PAGE:
------------------------

PLC (Programmable Logic Controllers) have been around for years. It usually is a modular system of electronic boxes with IO capabilities that can be assembled into a system for automation purposes. PLC have 5 “standard” languages that are not really that much standard. The standards tend to serve as minimum list of features, but as the vendors add much proprietary stuff the PLC applications end up being very proprietary. Plain have a much higher possibility of actually being portable.

A PLC system cost a lot of money, but as making custom electronics and writing code in C/C++ cost more the vendors get away with high pricing on electronics, tools and HMI. Also – the hard fact is that it is not much I can do with a professional PLC that I can’t do better, faster and with less cost using Arduino or Raspberry PI these days.

I have briefly mentioned HMI – I will return to that later. But, my Raspberry PI Hat’s and RS-X modules powered by Plain is an excellent PLC substitute. I do however fancy a more dedicated, modular system that can compete with classic PLC in a smaller space. My Hat’s are great, but it’s limited what I can create on the size of a Hat + the Raspberry PI is often not needed. I want to keep the option to add a RPI module with a Hat, but I want a new system.

Using Ethernet as backbone I would like to create a motherboard that control 4 x IO modules. Using RS-X as bus allows me to use the modules stand-alone or plugged them into a assembled system. Adding more motherboards I can scale up with 4+4+4+ modules as much as I have space. I believe I can do this on very small Space.

The major restriction I have on the Hat’s is connector space. I want to use standard connectors with standard cabling to avoid the need for custom cabling as much as possible. My “PLC” language will obviously be Plain.

What needs to be different from what I have done so far is Galvanic Isolation on all communication to limit the chain reaction if something backfires – because it will!

The added work-load on coding does not worry me because we can re-use things that I am in the process of creating anyway + I think this will be fun. 10 x 10 cm comes to mind as a size factor. It is easy to create modules that are 5 x 10,  10 x 5 or 10 x 10 to be mounted as part of the same system so it gives us freedom. It is also easy to create a 10×10 carrier module for Raspberry PI so a RPI+ Hat’s can become a module. But, I will look for standard, low cost project boxes before I decide on size.

It will be fun if nothing else and thats why I am here in the first place, so lets crack on with an open source, home made, low cost PLC system. My home is an excellent testing ground – assuming it don’t burn to the ground in the process 🙂

------------------------

SUPPLIED INFORMATION:
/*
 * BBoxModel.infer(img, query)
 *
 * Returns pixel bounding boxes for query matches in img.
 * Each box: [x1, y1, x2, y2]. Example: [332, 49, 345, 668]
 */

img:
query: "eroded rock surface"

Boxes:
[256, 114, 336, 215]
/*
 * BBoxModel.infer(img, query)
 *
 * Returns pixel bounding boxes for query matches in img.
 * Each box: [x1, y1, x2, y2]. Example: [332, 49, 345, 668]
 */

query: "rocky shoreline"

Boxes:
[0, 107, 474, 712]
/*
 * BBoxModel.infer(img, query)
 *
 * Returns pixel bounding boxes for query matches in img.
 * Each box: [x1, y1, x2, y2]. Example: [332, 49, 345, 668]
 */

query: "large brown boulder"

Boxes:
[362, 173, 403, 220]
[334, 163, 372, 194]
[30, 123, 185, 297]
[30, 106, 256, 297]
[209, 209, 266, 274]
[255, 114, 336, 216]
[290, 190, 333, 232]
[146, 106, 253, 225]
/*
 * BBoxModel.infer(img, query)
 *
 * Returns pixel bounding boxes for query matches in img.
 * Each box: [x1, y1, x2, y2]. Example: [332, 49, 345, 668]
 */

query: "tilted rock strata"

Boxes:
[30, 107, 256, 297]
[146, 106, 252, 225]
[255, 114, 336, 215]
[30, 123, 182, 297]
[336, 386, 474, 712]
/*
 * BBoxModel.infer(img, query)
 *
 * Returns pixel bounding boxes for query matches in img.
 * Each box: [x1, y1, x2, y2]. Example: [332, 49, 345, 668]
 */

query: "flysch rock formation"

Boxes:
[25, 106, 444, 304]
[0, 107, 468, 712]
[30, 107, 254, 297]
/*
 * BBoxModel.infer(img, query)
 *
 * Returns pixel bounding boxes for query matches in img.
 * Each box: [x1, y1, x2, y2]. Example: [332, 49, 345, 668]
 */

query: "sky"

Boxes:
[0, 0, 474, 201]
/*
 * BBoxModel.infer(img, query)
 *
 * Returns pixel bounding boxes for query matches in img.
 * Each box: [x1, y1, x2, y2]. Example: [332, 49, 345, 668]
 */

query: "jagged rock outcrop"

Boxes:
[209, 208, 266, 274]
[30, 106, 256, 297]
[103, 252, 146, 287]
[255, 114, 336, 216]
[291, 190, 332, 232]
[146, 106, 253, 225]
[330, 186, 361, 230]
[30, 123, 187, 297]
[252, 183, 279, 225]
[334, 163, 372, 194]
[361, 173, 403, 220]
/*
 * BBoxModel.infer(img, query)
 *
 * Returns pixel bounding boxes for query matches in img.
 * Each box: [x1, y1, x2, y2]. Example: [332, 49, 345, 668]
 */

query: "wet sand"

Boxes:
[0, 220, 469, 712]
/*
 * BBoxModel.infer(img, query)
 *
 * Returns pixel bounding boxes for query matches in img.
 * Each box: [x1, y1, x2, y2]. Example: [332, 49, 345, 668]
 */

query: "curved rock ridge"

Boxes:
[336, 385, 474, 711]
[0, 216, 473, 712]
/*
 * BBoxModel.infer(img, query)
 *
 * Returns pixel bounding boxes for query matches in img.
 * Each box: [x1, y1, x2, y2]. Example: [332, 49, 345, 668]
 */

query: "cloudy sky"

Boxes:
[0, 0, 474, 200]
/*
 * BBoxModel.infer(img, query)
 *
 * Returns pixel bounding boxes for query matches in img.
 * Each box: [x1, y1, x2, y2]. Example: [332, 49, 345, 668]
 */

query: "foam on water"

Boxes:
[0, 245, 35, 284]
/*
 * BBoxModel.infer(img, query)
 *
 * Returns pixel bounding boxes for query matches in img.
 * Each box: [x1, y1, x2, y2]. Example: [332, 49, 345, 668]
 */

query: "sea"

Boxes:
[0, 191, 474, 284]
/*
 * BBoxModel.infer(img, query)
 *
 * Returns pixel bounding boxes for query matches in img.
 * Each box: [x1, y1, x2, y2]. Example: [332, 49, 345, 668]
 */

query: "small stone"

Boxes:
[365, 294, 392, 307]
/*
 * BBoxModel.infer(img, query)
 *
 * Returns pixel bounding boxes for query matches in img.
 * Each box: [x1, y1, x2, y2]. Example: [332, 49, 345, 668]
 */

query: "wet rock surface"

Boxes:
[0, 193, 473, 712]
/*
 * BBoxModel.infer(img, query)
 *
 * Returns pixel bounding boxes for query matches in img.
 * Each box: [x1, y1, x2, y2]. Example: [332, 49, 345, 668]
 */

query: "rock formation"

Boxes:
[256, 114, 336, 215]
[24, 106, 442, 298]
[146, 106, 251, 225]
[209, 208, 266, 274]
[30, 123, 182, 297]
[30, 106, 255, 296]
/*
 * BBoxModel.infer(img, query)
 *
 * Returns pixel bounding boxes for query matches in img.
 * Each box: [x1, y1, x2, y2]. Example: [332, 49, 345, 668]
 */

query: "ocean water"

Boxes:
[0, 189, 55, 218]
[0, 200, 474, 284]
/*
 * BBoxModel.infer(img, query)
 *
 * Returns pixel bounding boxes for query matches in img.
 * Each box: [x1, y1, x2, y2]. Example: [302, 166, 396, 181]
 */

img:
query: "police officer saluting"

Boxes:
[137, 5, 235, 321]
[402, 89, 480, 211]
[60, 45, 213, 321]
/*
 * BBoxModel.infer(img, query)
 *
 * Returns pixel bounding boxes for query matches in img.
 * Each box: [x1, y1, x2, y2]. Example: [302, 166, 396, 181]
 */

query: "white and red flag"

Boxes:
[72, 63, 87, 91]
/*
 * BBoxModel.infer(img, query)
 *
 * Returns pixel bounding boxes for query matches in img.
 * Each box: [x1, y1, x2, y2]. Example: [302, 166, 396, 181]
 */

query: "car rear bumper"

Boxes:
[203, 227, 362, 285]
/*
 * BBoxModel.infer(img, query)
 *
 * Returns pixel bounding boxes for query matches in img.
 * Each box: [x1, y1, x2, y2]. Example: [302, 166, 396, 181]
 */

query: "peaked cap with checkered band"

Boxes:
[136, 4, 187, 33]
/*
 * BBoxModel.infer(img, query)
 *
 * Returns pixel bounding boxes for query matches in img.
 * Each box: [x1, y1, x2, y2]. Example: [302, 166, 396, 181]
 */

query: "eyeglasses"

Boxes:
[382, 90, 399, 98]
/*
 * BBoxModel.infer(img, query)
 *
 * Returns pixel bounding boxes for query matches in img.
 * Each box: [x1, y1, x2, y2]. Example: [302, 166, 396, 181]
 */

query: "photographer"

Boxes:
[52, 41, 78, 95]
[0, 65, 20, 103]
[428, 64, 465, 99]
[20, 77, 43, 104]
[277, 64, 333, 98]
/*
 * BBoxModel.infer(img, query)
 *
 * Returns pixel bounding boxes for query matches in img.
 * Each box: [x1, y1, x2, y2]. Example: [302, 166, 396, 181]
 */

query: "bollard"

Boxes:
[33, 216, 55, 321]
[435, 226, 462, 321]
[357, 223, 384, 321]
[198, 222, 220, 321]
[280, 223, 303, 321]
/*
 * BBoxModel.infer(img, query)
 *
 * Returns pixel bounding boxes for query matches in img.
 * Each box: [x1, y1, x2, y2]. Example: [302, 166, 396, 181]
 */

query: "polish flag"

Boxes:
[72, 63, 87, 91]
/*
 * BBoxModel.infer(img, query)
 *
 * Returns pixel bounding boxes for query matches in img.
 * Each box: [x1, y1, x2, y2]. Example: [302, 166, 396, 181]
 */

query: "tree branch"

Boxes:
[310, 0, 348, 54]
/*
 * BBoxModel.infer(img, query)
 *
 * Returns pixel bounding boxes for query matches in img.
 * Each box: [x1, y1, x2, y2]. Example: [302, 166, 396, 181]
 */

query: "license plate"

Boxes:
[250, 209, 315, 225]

------------------------

YOUR OBJECTIVE:
State whether each of these statements agrees with the text on the home-made PLC system, answering yes or no and quoting the words of the text that settle it. 1. The planned motherboard uses Ethernet as its backbone and controls four IO modules. 2. The author has already fixed the module size at 10 x 10 cm. 3. The author is worried about the extra coding work the new system will require.

FULL RESPONSE:
1. Yes: "Using Ethernet as backbone I would like to create a motherboard that control 4 x IO modules."
2. No: "But, I will look for standard, low cost project boxes before I decide on size."
3. No: "The added work-load on coding does not worry me"